**PROBLEM TO WORK ON:** Copy each line exactly. Leave nothing out.

- - - - - - -

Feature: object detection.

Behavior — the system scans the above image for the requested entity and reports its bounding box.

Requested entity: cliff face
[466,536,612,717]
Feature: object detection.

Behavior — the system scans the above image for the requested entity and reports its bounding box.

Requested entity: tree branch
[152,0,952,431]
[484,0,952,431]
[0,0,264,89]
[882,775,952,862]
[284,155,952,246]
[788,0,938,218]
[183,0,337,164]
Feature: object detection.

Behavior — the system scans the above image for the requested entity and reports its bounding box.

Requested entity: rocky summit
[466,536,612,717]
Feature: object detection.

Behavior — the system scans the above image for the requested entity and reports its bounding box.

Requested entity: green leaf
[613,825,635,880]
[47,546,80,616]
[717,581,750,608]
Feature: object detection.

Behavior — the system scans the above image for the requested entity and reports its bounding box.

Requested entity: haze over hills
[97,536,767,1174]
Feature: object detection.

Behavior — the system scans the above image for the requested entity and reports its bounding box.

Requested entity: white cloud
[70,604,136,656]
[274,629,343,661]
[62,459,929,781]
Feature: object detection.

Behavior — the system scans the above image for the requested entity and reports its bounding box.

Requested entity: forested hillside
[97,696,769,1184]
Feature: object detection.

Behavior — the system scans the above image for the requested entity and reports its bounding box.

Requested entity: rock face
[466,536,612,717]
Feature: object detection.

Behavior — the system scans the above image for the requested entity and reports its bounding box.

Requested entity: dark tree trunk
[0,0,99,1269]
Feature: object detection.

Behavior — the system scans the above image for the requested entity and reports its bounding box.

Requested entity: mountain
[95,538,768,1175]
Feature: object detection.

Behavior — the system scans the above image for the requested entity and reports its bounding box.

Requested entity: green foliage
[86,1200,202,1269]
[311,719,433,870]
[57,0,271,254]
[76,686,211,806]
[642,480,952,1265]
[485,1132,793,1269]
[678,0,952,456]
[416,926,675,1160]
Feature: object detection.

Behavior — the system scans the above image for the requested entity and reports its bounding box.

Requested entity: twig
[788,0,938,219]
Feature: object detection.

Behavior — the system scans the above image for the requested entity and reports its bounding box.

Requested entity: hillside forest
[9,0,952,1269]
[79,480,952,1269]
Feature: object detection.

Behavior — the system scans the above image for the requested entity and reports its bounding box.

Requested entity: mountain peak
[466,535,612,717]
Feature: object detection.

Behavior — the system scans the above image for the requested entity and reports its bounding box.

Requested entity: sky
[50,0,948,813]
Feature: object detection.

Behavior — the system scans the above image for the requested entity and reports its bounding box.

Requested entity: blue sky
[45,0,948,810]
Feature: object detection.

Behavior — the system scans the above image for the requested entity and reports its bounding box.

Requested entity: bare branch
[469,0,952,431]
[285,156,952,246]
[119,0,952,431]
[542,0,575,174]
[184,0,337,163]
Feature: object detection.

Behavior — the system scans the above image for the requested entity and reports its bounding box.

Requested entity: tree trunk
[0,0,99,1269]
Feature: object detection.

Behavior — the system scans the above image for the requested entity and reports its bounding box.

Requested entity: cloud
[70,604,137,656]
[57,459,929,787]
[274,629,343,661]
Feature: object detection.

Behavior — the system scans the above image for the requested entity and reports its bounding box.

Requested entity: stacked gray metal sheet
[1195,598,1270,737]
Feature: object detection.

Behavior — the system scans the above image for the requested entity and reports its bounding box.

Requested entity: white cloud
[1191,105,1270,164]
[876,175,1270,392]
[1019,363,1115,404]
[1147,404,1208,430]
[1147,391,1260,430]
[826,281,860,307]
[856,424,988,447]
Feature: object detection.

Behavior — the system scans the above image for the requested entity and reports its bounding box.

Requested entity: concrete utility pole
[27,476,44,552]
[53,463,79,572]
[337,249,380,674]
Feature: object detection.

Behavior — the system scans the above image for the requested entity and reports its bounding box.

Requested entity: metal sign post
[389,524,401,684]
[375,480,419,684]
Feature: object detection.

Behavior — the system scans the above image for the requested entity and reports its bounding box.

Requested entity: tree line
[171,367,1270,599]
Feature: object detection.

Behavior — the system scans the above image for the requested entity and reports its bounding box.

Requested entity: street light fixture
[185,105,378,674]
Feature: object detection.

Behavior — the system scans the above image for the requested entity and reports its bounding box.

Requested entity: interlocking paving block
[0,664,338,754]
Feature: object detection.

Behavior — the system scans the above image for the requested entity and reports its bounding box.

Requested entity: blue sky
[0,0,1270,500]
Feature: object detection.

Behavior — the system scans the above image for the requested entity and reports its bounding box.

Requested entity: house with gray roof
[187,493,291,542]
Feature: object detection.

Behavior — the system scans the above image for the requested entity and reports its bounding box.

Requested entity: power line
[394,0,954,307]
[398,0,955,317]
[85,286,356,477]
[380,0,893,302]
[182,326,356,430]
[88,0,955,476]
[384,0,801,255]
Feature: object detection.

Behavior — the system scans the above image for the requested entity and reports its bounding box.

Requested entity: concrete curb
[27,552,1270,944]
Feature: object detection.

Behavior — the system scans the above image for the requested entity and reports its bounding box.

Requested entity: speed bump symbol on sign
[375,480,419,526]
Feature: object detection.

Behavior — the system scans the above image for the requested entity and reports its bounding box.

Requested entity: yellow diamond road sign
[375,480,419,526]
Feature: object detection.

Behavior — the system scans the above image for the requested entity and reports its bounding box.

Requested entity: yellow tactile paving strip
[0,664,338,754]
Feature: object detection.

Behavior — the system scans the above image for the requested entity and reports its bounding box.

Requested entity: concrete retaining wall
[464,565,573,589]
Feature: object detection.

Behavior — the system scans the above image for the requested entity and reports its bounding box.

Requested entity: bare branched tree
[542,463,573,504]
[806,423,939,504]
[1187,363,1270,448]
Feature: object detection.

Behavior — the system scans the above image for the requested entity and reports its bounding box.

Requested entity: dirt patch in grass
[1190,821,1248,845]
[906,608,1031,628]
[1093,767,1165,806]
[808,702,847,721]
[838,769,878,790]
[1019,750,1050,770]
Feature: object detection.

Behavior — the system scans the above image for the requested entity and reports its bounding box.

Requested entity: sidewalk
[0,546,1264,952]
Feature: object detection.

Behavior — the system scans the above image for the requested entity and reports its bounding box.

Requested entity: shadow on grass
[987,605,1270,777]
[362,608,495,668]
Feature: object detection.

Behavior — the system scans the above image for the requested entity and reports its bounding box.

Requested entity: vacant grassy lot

- - - - - - -

**RESULT:**
Feature: object detection.

Behavior — the system scans the above image for the requested entity and reports its bounding box.

Requested entity: cliff face
[466,536,612,717]
Feature: object detection.

Behavior — the system scans the above image for the requested entity and reports its bounding box.

Requested entity: tree branch
[152,0,952,431]
[484,0,952,431]
[0,0,264,89]
[882,775,952,862]
[284,155,952,246]
[788,0,938,218]
[183,0,337,164]
Feature: object detection.

Behavior — the system scans the above image for the requested entity and reports its bounding box.

Requested entity: rocky summit
[466,536,612,717]
Feature: object detection.

Behavior — the system scans the above image for the requested entity and reports its bounding box.

Requested entity: green leaf
[613,825,635,880]
[47,546,80,616]
[717,581,750,608]
Feature: object detection.

Behavior — the system scans the above image for the requested entity and reports its bounding box.

Requested entity: haze over hills
[97,536,767,1174]
Feature: object detection.

Behavior — the system scans the above image for the requested entity and reports its bounding box.

Requested entity: white cloud
[70,604,136,656]
[274,629,343,661]
[62,459,929,781]
Feature: object detection.

Behavior — the system scans the above image for the requested entity and reports its bounding box.

Requested entity: forested hillside
[97,696,769,1184]
Feature: object detection.

Behavior — the system scans the above image for the requested entity and reports its bounding box.

Requested entity: rock face
[466,536,612,717]
Feature: object detection.

Behavior — the system scans the above image for the requested entity and reports its bounding box.

Requested entity: dark tree trunk
[0,0,99,1269]
Feature: object detection.

Behavior — the system scans the above image for the requested entity and reports its bounding box.

Requested entity: mountain
[95,538,768,1175]
Feature: object detection.

Behavior — the system scans the above image for the requested entity and reports its bounding box.

Requested entity: green foliage
[86,1200,202,1269]
[311,719,433,870]
[57,0,271,254]
[76,686,211,806]
[642,480,952,1265]
[485,1132,793,1269]
[678,0,952,456]
[416,926,675,1160]
Feature: object detection.

Behavior — the system scans the above image for the requested entity and reports its bounding box.

Requested entity: twig
[788,0,938,219]
Feature: object detection.

Behavior — the system scans the above image for the requested entity and reports its bounding box.

Requested entity: hillside forest
[9,0,952,1269]
[79,480,952,1269]
Feature: object detection.

Behavior — the system scans the above image for the requested entity and reports its bounding box.

Requested entity: mountain peak
[466,535,612,717]
Feature: object detection.

Behavior — the system scans the above image for the requested entity and reports its bounding box.

Requested entity: sky
[50,0,948,813]
Feature: object detection.

Behavior — the system scans the above image for the requested entity and reports its bounding box.

Requested entity: blue sky
[45,0,948,810]
Feature: object detection.

Behavior — the system scans the above image for the requested entity and reports its bounding box.

Requested entity: bare branch
[469,0,952,431]
[285,156,952,246]
[119,0,952,431]
[542,0,575,174]
[184,0,337,163]
Feature: object detection.

Behavior — the system scans the above image for the requested entity and reports its bounding box.

Requested entity: tree trunk
[0,0,99,1269]
Feature: object detection.

Behavior — the system scans the above image for the requested entity and reports its bounding box.

Requested entity: cloud
[70,604,137,656]
[57,459,929,787]
[274,629,343,661]
Feature: object detection.

Behavior — the system scans the above image for the requested entity and reports its bounding box.

Requested entity: stacked gray metal sheet
[1195,598,1270,737]
Feature: object detection.

Behavior — the system scans the above image for the requested entity and reports its bounding box.

Requested entity: white cloud
[1191,105,1270,164]
[876,175,1270,392]
[1019,363,1115,404]
[1147,404,1208,430]
[1147,391,1260,430]
[826,281,860,307]
[856,424,988,447]
Feature: object detection.

Behavior — the system scans the above image for the requested entity and reports its bounding box.

Requested entity: concrete utility pole
[27,476,44,552]
[53,463,79,572]
[337,249,380,674]
Feature: object detection.

Behavior — the system scans the above image for the requested entity and reports its bounding box.

Requested entity: metal sign post
[389,524,401,684]
[375,480,419,684]
Feature: object detection.

Behavior — the system scans the above image for the requested entity and reports its bounding box.

Requested entity: tree line
[171,367,1270,599]
Feature: object detection.

Behavior — the system scans the above image for the requested entity and reports its bounding box.

Requested entity: street light fixture
[185,105,378,674]
Feature: object detection.

Behavior — the system scans the above image for the requested entity and reports its bounding box.

Requested entity: interlocking paving block
[0,664,338,754]
Feature: object detection.

Behavior — the system scans the above image for the requested entity and reports its bounding box.

Requested entity: blue sky
[0,0,1270,500]
Feature: object detection.

Behavior — the system scans the above image for the requested entity and reports its bounding box.

Requested entity: house with gray roof
[187,493,291,542]
Feature: object detection.

Behavior — the system scans the above image for the requested entity and reports its bounding box.

Requested entity: power line
[394,0,954,307]
[398,0,955,317]
[85,286,356,477]
[380,0,893,302]
[182,326,356,430]
[88,0,955,476]
[384,0,801,255]
Feature: object detection.

Behavior — the system scans the above image for the requested entity and reports its bounding box.

Requested entity: concrete curb
[27,552,1270,944]
Feature: object detection.

Behavior — the system scans the above image for the requested entity and reports its bounding box.

Requested entity: speed bump symbol on sign
[375,480,419,526]
Feature: object detection.

Behavior — the system scans the above image for the requested entity and reports its bounding box.

Requested entity: yellow diamond road sign
[375,480,419,526]
Feature: object detection.

Behavior — the system scans the above image for the requested entity and reports its bounding box.

Requested entity: yellow tactile paving strip
[0,664,338,754]
Feature: object detection.

Behavior — the system scans the above image for the requested entity and reports its bounding box.

Requested entity: concrete retaining wall
[464,565,573,589]
Feature: object detection.

Behavior — the system scans the above image for the requested entity and reports its bounding box.

Requested entity: bare branched tree
[542,463,573,504]
[806,423,939,504]
[1187,363,1270,448]
Feature: object detection.

Behavior — the system scans the above image for the requested entity and reports its bounding box.

Requested entity: dirt patch in grass
[1190,821,1248,845]
[906,608,1031,628]
[1093,767,1165,806]
[808,702,847,721]
[838,769,878,790]
[1019,750,1050,770]
Feature: object detection.

Behavior — the system scans the above image for the requested entity and reports its bounding box.

Requested entity: sidewalk
[0,546,1264,952]
Feature: object detection.

Behavior — the system scans the above image for the requested entity and reports its bounding box.

Requested entity: shadow on grass
[987,605,1270,777]
[362,608,495,668]
Feature: object detection.

Behavior — the system scans the above image for the requested entity and reports its bounding box.

Requested entity: vacant grassy lot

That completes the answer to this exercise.